Exercise set ->
1: According to the passage on converting a sorted doubly linked list into a balanced binary search tree, what time and space complexity does Solution One have?
2: From the passage on converting a sorted doubly linked list into a balanced binary search tree, copy the text word for word, beginning at the words "O(nlgn) time complexity, O(lgn)" and ending after the words "root created in step 1.".

Excerpted passage ->
■ ■ ■ ■ ■

In-place conversion of Sorted DLL to Balanced BST

Given a Doubly Linked List which has data members sorted in ascending order. Construct a Balanced Binary Search Tree which has same data members as the given Doubly Linked List. The tree must be constructed in-place (No new node should be allocated for tree conversion)

ListNode{
    ListNode pre, next;
    int val;
    ListNode(int val){
        this.val=val;
    }
}

Solution One

O(nlgn) time complexity, O(lgn) space complexity

1) Get the Middle of the linked list and make it root.
2) Recursively do same for left half and right half.
       a) Get the middle of left half and make it left child of the root
          created in step 1.
       b) Get the middle of right half and make it right child of the
          root created in step 1.

■ ■ ■ ■ ■

Items listed in a dataset ->
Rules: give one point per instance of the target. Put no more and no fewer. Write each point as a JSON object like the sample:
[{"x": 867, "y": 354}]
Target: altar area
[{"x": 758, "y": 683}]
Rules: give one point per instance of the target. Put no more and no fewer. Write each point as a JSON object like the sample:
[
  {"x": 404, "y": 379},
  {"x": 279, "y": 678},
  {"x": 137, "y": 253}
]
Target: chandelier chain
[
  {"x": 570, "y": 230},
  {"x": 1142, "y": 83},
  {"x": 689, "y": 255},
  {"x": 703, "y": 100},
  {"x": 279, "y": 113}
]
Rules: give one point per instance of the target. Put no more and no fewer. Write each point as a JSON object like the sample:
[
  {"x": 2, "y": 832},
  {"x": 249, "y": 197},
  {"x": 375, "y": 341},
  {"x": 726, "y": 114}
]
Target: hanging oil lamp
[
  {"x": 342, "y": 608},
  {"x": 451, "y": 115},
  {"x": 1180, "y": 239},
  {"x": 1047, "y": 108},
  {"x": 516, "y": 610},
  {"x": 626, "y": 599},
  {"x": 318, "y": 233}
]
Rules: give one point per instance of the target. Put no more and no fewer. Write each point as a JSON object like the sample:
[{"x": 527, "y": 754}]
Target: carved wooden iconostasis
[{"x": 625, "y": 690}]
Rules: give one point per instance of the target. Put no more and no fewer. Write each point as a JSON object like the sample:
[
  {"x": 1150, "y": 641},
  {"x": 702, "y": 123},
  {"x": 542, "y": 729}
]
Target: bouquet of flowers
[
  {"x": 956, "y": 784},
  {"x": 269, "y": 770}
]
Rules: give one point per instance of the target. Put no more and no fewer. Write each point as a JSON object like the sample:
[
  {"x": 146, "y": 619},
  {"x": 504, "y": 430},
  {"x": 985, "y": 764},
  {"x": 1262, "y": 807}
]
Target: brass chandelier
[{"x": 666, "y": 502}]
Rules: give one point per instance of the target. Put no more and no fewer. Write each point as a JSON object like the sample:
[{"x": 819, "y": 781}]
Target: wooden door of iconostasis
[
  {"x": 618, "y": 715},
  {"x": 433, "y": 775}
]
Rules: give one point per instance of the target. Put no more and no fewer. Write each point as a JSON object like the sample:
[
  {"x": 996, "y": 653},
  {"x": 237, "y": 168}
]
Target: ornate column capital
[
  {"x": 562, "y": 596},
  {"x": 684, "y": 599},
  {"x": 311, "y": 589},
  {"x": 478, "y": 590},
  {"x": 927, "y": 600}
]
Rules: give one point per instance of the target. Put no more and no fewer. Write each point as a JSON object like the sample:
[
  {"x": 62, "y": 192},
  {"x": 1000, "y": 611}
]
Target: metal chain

■ ■ ■ ■ ■

Exercise answers ->
1: O(nlgn) time complexity and O(lgn) space complexity.

2:
O(nlgn) time complexity, O(lgn) space complexity

1) Get the Middle of the linked list and make it root.
2) Recursively do same for left half and right half.
       a) Get the middle of left half and make it left child of the root
          created in step 1.
       b) Get the middle of right half and make it right child of the
          root created in step 1.